▶ [Goal of the exercise]: Retype the passage below on the 2015 avian influenza outbreak word for word, with no changes.

▶ [Excerpted text]:
----------
Two years ago, Pennsylvania farmers were just beginning to understand the extent of the devastation of America’s worst animal disease outbreak, high pathogenic avian influenza.

In winter and early spring of 2015, the midwestern United States was infected with the disease. By June 2015, more than 49.5 million chickens and turkeys were dead. Nearly 2,000 veterinarians, state and federal regulators, and special contractors were dispatched to help with the control and cleanup. The outbreak cost taxpayers, farmers, businesses, and consumers more than $3.3 billion.

During this troubling time for American agriculture, farmers in Pennsylvania were witnessing an unprecedented response from our legislature, state Department of Agriculture, and partners at the University of Pennsylvania School of Veterinary Medicine (Penn Vet) and Penn State College of Agricultural Sciences.

The legislature invested more financially on prevention and preparation than the rest of the states combined. An emergency authorization in case of an outbreak also was approved for the Department of Agriculture, totaling about $27 million. Because of the implementation of an aggressive plan led by Agriculture Secretary Russell Redding, and supported by veterinarians and animal health professionals at Penn Vet and Penn State, only a fraction of the appropriation needed to be spent.
----------
(Dataset entries)
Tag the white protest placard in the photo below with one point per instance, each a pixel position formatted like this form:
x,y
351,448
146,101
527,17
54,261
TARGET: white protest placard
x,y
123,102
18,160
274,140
----------
▶ [Answer to this exercise]:
Two years ago, Pennsylvania farmers were just beginning to understand the extent of the devastation of America’s worst animal disease outbreak, high pathogenic avian influenza.

In winter and early spring of 2015, the midwestern United States was infected with the disease. By June 2015, more than 49.5 million chickens and turkeys were dead. Nearly 2,000 veterinarians, state and federal regulators, and special contractors were dispatched to help with the control and cleanup. The outbreak cost taxpayers, farmers, businesses, and consumers more than $3.3 billion.

During this troubling time for American agriculture, farmers in Pennsylvania were witnessing an unprecedented response from our legislature, state Department of Agriculture, and partners at the University of Pennsylvania School of Veterinary Medicine (Penn Vet) and Penn State College of Agricultural Sciences.

The legislature invested more financially on prevention and preparation than the rest of the states combined. An emergency authorization in case of an outbreak also was approved for the Department of Agriculture, totaling about $27 million. Because of the implementation of an aggressive plan led by Agriculture Secretary Russell Redding, and supported by veterinarians and animal health professionals at Penn Vet and Penn State, only a fraction of the appropriation needed to be spent.